● Stated goal A
Reproduce the Men's Table introduction word for word, starting at "In this conversation" and ending at "beyond the room.".
● Stated goal B
According to the Men's Table introduction, how many men make up each group that meets once a month?
● Stated goal C
Carry the Men's Table introduction forward from the point where it stops.

● Text section
Introduction
For most Australian men, male loneliness and the struggle to make real friends after 50 isn’t something they talk about. It isn’t even something many of them have named. It’s just a background hum — the sense that something is missing, that the mates they used to have have drifted away, that work was where their friendships lived and now that’s changing.
David Pointon has spent over a decade building a quiet answer to that hum. Men’s Table is a not-for-profit organisation he co-founded in Sydney that now runs nearly 300 tables across Australia, bringing together groups of 10 to 12 men once a month to do something most of them have never done before: have a real conversation.
Not about football. Not about the renovation. About what is actually going on.
In this conversation with Pod O’Sullivan, David talks about how caring connection — the most underpractised skill in a man’s life — became the founding idea of one of Australia’s most quietly important men’s organisations. And why the ripple effects of men learning to be heard extend well beyond the room.

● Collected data
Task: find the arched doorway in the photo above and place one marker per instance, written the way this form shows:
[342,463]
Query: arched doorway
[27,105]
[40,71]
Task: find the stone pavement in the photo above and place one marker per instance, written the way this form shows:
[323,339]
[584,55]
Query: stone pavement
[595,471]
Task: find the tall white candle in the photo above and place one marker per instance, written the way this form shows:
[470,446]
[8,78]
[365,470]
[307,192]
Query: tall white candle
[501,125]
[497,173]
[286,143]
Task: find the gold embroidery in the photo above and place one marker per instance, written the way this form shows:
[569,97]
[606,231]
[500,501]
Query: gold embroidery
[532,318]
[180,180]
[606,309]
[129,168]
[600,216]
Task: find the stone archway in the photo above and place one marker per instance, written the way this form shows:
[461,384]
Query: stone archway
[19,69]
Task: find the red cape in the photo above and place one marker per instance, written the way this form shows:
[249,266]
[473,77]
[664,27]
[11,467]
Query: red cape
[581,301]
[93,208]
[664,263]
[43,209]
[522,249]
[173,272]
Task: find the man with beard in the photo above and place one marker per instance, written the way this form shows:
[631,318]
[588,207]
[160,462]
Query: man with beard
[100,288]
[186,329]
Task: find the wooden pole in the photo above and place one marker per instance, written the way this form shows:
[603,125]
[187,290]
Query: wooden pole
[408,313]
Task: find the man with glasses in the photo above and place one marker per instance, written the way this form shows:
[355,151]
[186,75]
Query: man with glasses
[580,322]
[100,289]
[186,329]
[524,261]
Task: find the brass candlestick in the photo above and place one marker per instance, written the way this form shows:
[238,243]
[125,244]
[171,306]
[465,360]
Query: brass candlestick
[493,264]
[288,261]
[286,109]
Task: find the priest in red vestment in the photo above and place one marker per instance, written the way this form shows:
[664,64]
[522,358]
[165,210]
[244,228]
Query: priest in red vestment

● Result A
In this conversation with Pod O’Sullivan, David talks about how caring connection — the most underpractised skill in a man’s life — became the founding idea of one of Australia’s most quietly important men’s organisations. And why the ripple effects of men learning to be heard extend well beyond the room.

● Result B
Each group has 10 to 12 men.

● Result C
What You'll Hear
- Why banter is both the entry point to male friendship and the wall that stops it going further — and how Men’s Table navigates that in the first session
- The story of the alpha male at the table who started talking about never having children, and why that one moment changed everything for David
- What women report about their partners after six months at a Men’s Table: better listening, more emotional attunement, and less anger at home
- How David and his wife separated after 21 years together, and the one thing they did differently that made coming back possible
- The Einstein quote about growing circles of light that David uses to explain why self-awareness always reveals more unknowns, not fewer
- Why the men’s wellbeing sector is chronically underfunded — and why David believes that needs to change at government and philanthropic level
- What the 75-year-old version of David would tell him now about self-care, slowing down, and the well from which good work actually flows
If you’ve ever felt that something is missing in your friendships, or found yourself relying on your partner for conversations you wish you could have with other men, this episode will feel like someone finally said it out loud.
Guest info
David Pointon
David Pointon is the co-founder and CEO of Men’s Table, an Australian not-for-profit organisation that brings men together in small monthly groups to practice caring connection. What began as a single table of 12 men in Sydney in 2017 has grown to nearly 300 tables across Australia, with more than 3,000 men participating monthly.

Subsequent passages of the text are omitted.